REQUIREMENT: Rewrite the material below with every "instance" replaced by "occurrence" and all other text unchanged. Omit the pictures from your output.

Point placement records:
☆ ☆ ☆

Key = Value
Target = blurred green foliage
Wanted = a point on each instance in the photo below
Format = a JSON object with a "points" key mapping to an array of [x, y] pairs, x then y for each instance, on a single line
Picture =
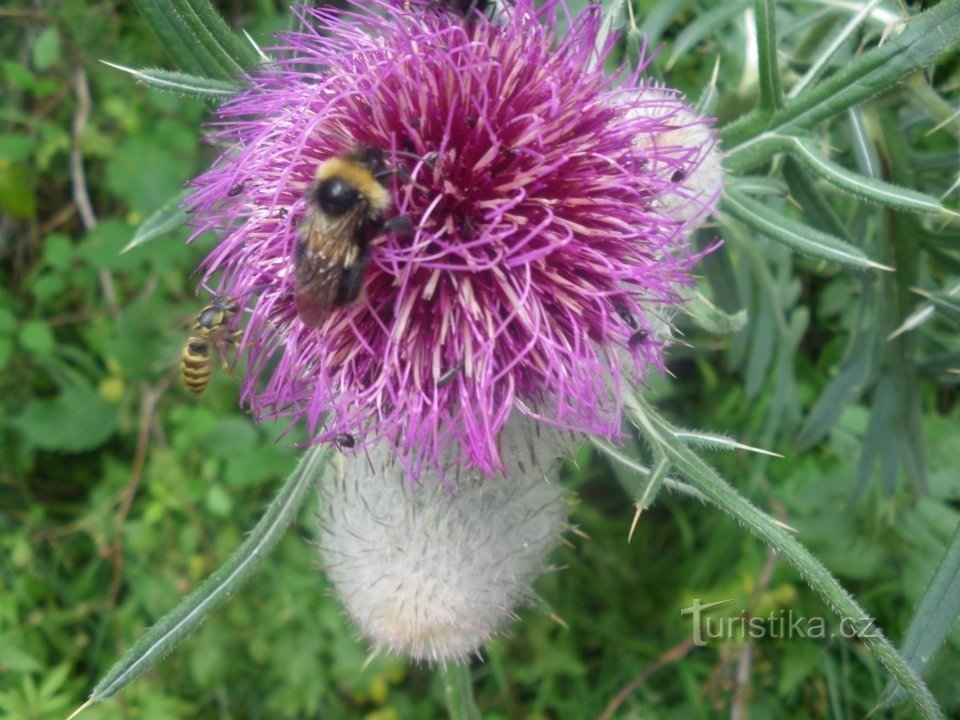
{"points": [[119, 492]]}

☆ ☆ ☆

ANSWER TO THE EXERCISE:
Key = Value
Target = blurred green foliage
Wanted = a point on each occurrence in the photo below
Format = a JSON object with a "points" key mapping to an array of [x, y] pairs, x then y for each occurrence, on a single line
Picture =
{"points": [[119, 492]]}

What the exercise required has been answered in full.